_Activity_
The complete listing, repeated precisely, must form the answer.

_Extracted records_
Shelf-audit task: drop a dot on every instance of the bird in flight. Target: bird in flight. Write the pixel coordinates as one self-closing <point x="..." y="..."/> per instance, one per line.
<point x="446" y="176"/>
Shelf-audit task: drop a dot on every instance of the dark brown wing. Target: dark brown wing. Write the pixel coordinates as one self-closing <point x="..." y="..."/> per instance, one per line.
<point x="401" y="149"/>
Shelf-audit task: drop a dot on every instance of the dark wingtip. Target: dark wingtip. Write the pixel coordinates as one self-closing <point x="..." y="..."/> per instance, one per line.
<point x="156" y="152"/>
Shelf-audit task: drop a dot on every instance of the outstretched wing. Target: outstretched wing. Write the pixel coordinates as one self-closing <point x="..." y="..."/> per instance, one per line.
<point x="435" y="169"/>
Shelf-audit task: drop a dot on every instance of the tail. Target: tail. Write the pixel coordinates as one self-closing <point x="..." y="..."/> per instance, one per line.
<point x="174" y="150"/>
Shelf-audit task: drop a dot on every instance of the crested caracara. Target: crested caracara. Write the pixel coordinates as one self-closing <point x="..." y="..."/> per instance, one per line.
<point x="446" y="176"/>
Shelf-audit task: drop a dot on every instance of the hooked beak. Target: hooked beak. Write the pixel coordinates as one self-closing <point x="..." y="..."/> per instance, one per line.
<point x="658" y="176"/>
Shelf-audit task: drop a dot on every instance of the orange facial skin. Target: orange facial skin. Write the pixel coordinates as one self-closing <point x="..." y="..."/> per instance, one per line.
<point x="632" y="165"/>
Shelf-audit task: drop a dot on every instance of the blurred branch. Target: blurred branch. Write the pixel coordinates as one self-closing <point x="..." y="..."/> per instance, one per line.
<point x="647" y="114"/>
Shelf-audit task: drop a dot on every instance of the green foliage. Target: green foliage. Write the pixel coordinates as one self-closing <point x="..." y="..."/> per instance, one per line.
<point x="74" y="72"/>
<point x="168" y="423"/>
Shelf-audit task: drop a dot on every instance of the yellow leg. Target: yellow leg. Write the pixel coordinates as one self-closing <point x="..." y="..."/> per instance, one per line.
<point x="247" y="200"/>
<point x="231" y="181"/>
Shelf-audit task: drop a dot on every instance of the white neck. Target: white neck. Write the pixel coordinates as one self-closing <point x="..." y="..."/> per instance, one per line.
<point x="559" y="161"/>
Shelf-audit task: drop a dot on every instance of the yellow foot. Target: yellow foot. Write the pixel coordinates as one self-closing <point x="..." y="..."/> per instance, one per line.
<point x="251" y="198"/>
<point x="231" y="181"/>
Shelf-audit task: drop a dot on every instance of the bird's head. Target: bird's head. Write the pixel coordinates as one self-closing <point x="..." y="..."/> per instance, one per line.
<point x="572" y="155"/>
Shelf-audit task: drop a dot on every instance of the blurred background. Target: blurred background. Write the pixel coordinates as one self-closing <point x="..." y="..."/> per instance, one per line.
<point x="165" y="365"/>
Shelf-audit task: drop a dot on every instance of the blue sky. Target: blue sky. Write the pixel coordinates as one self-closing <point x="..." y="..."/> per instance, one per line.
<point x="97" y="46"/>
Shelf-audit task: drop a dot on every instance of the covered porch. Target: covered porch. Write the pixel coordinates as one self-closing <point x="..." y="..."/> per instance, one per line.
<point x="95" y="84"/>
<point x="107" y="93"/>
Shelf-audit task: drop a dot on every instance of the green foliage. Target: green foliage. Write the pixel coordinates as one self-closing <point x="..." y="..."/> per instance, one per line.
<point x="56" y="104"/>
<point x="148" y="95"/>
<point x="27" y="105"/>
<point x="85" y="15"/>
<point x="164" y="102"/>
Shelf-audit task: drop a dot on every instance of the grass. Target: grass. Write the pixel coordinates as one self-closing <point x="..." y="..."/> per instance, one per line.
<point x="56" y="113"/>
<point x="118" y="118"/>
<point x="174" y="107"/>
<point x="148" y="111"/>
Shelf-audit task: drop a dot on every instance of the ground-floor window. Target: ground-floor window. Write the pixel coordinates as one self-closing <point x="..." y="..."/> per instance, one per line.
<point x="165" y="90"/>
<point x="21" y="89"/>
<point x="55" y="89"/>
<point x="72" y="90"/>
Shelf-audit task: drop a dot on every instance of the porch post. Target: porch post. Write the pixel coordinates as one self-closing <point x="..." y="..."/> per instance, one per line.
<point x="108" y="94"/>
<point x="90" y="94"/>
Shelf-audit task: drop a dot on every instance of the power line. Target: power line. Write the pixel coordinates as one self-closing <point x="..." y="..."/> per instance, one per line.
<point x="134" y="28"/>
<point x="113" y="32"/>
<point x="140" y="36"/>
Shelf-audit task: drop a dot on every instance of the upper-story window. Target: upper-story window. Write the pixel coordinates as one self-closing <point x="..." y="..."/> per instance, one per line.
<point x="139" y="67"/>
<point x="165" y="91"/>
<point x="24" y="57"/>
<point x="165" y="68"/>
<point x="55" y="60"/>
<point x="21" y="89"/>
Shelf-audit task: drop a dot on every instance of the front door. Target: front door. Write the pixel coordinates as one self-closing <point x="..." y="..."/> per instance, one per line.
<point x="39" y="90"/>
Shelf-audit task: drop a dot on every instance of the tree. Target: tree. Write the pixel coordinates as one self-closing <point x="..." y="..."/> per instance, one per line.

_Exercise output_
Shelf-audit task: drop a dot on every instance of the bird in flight. Target: bird in flight. Write the pixel coordinates as one self-closing <point x="..." y="..."/> per instance, one per line.
<point x="446" y="176"/>
Shelf-audit task: drop a dot on every instance of the dark brown wing. Target: dark brown wing. Write the pixel coordinates as one self-closing <point x="..." y="..."/> per instance, one per line.
<point x="401" y="149"/>
Shelf-audit task: drop a dot on every instance of the dark wingtip. Target: dark wingtip. Write the pixel coordinates as one self-closing <point x="..." y="..."/> per instance, one per line.
<point x="156" y="152"/>
Shelf-audit task: drop a dot on every instance of the outstretched wing. Target: outstretched wing. Write the pixel coordinates as one self-closing <point x="..." y="..."/> per instance, one per line.
<point x="435" y="169"/>
Shelf-audit task: drop a dot on every instance of the tail. Target: tail. Write the pixel coordinates as one self-closing <point x="..." y="..."/> per instance, one per line.
<point x="174" y="150"/>
Shelf-audit task: drop a dot on every instance of the crested caracara. Target: crested caracara. Write the pixel coordinates as one self-closing <point x="..." y="..."/> per instance, one per line.
<point x="446" y="176"/>
Shelf-audit task: drop a dot on every instance of the hooked beak. Target: hooked beak. Write the pixel coordinates as one self-closing <point x="..." y="..."/> per instance, one per line.
<point x="658" y="176"/>
Shelf-audit task: drop a dot on every instance of the orange facial skin. Target: orange facial skin. Write the pixel coordinates as one self-closing <point x="..." y="..."/> per instance, one per line.
<point x="632" y="165"/>
Shelf-audit task: drop a dot on every instance of the blurred branch. Target: blurred branch. Write the pixel coordinates as one self-closing <point x="..." y="..."/> per instance, one per line.
<point x="647" y="114"/>
Shelf-audit task: drop a dot on every instance of the green foliage. Target: green foliage. Write the pixel coordinates as one self-closing <point x="..." y="..."/> per instance, one per line.
<point x="74" y="72"/>
<point x="168" y="423"/>
Shelf-audit task: drop a dot on every instance of the yellow leg. Target: yellow leg. Write the pixel coordinates as one self-closing <point x="..." y="..."/> per instance, one per line.
<point x="247" y="200"/>
<point x="231" y="181"/>
Shelf-audit task: drop a dot on every instance of the white neck. Target: white neck. Write the pixel coordinates as one self-closing <point x="..." y="..."/> per instance, one per line.
<point x="559" y="161"/>
Shelf-audit task: drop a dot on every instance of the yellow foot. Target: yellow foot. Write the pixel coordinates as one self-closing <point x="..." y="..."/> per instance, one per line.
<point x="251" y="198"/>
<point x="231" y="181"/>
Shelf-audit task: drop a dot on every instance of the bird's head. Target: bird's head. Write the pixel coordinates as one self-closing <point x="..." y="..."/> per instance, one per line.
<point x="572" y="155"/>
Shelf-audit task: drop a dot on every instance of the blurred background. Target: blurred background. Write the pixel coordinates as one self-closing <point x="..." y="..."/> per instance, one per line.
<point x="165" y="365"/>
Shelf-audit task: drop a dot on every instance of the blue sky. Target: blue sky. Write the pixel coordinates as one self-closing <point x="..." y="..."/> per instance, one per line.
<point x="97" y="46"/>
Shelf-audit task: drop a dot on every instance of the covered porch. Target: covered porch. Write the pixel coordinates as one self-closing <point x="..." y="..."/> per instance, one per line.
<point x="95" y="84"/>
<point x="107" y="93"/>
Shelf-audit task: drop a dot on every instance of the green foliage. Target: green foliage. Write the pixel coordinates as one self-closing <point x="..." y="..."/> per instance, one per line.
<point x="56" y="104"/>
<point x="148" y="95"/>
<point x="27" y="105"/>
<point x="85" y="15"/>
<point x="164" y="102"/>
Shelf-audit task: drop a dot on every instance of the grass. Target: grass. Write the pixel coordinates as one self-closing <point x="..." y="..."/> per instance, one per line.
<point x="56" y="113"/>
<point x="118" y="118"/>
<point x="174" y="107"/>
<point x="148" y="111"/>
Shelf-audit task: drop a dot on every instance of the ground-floor window. Target: ground-floor window. Write the pixel coordinates as one self-closing <point x="..." y="..."/> per instance, one per line.
<point x="165" y="90"/>
<point x="21" y="89"/>
<point x="55" y="89"/>
<point x="72" y="90"/>
Shelf-audit task: drop a dot on every instance of the porch post. Target: porch post. Write the pixel coordinates as one self-closing <point x="..." y="..."/> per instance, one per line.
<point x="108" y="94"/>
<point x="90" y="94"/>
Shelf-audit task: drop a dot on every instance of the power line. Target: power line. Write the pixel coordinates as one self-closing <point x="..." y="..."/> per instance, one per line.
<point x="134" y="28"/>
<point x="113" y="32"/>
<point x="140" y="36"/>
Shelf-audit task: drop a dot on every instance of the upper-story window. Target: upper-story window. Write the pixel coordinates as one self-closing <point x="..." y="..."/> per instance, one per line.
<point x="139" y="67"/>
<point x="165" y="91"/>
<point x="24" y="57"/>
<point x="165" y="68"/>
<point x="55" y="60"/>
<point x="21" y="89"/>
Shelf-audit task: drop a dot on every instance of the front door. Target: front door. Write the pixel coordinates as one self-closing <point x="..." y="..."/> per instance, one per line.
<point x="39" y="90"/>
Shelf-audit task: drop a dot on every instance of the tree. Target: tree. Write the pixel coordinates as one self-closing <point x="..." y="..."/> per instance, one per line.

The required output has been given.